What is expected
Please copy out all lines of the entries that contain the word "road".

(Data extracted from a collection)

·····

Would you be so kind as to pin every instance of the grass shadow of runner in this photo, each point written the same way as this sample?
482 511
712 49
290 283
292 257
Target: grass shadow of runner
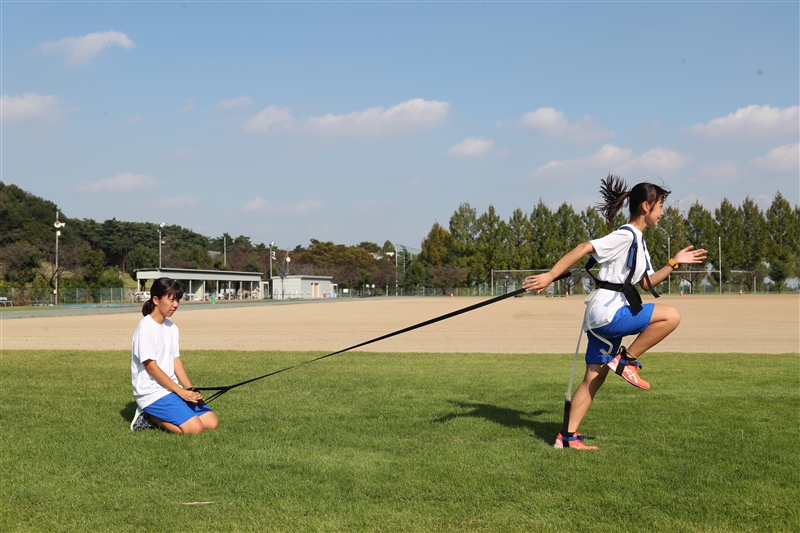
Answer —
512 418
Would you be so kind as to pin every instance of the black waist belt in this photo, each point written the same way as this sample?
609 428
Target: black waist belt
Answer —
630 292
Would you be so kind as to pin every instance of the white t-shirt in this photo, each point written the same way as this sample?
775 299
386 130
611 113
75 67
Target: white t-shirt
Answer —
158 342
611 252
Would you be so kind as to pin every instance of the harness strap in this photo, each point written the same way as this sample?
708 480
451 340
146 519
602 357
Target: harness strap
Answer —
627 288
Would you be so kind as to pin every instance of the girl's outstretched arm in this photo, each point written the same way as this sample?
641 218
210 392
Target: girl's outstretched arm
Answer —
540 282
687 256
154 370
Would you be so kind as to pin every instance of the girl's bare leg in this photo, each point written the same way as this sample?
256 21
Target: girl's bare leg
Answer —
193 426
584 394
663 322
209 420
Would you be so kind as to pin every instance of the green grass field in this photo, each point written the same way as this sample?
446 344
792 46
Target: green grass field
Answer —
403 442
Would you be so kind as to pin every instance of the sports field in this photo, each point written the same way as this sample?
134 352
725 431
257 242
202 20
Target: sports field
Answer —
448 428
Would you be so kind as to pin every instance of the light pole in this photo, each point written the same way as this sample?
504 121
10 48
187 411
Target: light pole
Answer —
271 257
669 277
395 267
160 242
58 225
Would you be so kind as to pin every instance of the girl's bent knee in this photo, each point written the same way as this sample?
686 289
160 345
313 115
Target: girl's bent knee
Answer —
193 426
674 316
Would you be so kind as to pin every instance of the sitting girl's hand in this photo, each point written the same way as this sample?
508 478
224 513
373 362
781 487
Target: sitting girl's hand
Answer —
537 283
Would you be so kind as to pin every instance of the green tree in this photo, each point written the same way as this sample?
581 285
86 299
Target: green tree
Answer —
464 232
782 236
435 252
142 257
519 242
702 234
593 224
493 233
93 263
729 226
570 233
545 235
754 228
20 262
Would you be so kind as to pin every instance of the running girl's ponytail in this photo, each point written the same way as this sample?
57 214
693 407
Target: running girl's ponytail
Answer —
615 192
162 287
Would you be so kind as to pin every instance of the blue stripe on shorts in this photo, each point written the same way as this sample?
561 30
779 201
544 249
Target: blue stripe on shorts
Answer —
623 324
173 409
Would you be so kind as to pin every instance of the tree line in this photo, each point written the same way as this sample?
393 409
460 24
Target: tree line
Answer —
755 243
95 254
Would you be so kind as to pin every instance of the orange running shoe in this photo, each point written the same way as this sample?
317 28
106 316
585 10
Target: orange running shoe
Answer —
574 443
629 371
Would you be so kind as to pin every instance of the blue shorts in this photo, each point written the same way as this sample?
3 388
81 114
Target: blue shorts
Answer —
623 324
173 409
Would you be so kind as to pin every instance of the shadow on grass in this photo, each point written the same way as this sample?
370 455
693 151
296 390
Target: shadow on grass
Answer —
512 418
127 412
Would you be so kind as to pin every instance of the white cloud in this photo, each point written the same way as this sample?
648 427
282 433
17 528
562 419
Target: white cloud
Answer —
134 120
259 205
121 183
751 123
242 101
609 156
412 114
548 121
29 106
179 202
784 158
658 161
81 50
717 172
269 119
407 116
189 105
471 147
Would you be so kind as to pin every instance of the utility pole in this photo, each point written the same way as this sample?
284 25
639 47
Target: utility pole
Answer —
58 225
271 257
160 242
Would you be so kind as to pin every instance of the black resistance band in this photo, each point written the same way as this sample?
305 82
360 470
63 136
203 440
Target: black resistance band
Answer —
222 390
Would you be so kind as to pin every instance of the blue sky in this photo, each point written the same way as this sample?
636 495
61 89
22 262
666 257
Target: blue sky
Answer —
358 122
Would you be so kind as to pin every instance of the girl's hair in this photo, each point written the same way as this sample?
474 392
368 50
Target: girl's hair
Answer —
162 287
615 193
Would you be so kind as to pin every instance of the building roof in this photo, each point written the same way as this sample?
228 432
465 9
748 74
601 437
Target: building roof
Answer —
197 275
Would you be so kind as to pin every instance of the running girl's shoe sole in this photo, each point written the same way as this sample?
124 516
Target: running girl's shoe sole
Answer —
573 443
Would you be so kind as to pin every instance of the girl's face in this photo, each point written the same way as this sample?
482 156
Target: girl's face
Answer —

·····

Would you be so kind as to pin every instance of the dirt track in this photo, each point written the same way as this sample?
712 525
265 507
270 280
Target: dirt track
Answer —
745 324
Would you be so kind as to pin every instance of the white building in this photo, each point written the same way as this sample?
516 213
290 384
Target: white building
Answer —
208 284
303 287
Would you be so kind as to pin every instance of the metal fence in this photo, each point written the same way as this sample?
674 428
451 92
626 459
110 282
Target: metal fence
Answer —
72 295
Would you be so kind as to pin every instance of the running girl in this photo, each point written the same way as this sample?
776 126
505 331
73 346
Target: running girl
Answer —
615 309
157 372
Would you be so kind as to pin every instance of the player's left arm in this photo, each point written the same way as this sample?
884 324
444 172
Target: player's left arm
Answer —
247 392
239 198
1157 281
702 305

·····

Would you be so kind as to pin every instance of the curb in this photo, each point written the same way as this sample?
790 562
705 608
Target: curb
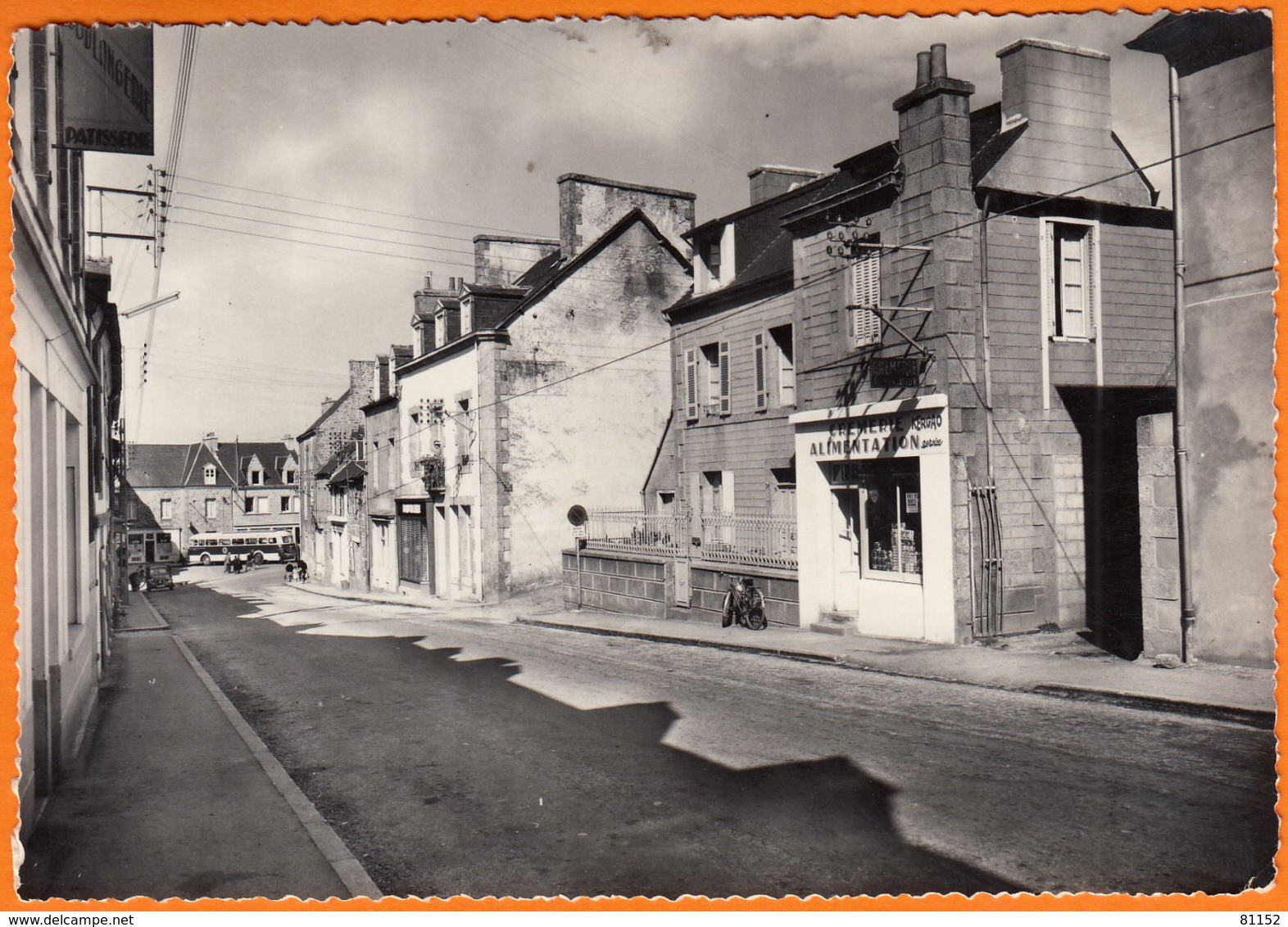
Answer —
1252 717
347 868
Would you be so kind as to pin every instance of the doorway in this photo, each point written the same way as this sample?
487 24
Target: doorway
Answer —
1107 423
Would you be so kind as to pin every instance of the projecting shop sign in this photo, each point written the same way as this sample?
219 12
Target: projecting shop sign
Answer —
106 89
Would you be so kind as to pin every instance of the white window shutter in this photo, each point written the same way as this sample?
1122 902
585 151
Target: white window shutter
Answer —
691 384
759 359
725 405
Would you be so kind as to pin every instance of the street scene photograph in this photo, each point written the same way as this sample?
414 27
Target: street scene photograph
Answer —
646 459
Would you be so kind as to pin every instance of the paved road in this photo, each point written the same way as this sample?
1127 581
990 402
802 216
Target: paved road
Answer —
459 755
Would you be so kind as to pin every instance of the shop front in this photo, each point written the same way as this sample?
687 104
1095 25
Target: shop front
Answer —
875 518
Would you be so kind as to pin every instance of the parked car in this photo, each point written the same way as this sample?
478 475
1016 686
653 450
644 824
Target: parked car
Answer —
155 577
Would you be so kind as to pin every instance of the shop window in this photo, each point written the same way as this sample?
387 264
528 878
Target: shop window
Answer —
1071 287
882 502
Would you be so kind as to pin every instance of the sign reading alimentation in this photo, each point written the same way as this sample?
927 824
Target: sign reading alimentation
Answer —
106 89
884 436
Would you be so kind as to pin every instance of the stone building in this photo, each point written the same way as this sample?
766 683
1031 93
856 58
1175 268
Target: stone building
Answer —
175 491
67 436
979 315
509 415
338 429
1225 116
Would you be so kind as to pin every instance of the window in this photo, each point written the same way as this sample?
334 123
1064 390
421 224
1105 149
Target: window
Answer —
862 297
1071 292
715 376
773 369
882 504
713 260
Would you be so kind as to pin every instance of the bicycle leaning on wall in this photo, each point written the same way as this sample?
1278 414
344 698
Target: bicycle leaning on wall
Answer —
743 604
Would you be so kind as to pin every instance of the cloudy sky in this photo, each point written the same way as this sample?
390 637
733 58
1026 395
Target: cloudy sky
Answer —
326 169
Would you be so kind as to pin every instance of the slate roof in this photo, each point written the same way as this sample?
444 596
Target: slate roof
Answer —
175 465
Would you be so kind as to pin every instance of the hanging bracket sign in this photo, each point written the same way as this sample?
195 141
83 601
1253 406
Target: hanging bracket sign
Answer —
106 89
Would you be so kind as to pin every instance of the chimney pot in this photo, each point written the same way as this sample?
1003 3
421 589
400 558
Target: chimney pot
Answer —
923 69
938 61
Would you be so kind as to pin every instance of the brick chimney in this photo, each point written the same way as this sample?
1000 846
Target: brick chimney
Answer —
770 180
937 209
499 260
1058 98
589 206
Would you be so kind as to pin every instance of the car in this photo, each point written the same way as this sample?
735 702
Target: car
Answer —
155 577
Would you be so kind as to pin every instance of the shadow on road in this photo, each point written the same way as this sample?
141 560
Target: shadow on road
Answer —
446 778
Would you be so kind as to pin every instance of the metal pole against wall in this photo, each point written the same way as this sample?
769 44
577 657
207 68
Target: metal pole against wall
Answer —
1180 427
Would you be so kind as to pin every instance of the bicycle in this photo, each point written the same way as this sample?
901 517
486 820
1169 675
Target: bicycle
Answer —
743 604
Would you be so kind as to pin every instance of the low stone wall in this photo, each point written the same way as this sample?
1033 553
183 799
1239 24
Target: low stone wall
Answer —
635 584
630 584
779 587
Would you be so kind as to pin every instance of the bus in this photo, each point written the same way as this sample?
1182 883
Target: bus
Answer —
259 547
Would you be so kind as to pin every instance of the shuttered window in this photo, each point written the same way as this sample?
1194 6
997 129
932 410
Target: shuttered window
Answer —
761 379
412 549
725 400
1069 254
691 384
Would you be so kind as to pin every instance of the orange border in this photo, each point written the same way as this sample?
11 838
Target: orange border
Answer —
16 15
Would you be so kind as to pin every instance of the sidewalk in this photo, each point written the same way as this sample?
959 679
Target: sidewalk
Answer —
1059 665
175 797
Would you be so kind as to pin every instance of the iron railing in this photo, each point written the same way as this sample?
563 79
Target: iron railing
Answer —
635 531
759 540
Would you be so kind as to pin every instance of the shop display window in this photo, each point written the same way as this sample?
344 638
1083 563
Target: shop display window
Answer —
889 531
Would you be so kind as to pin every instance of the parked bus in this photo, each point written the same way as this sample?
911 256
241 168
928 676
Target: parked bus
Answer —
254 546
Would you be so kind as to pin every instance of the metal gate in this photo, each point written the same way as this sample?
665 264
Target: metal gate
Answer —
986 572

·····

Task response
Would you be so kind as to pin every instance of the paved road in this photo, each point written the same way as this sample?
Target: paved road
Would you be so kind as to pin every instance of the shadow on road in this photo, each point written the same way as this sample?
Target: shadow on road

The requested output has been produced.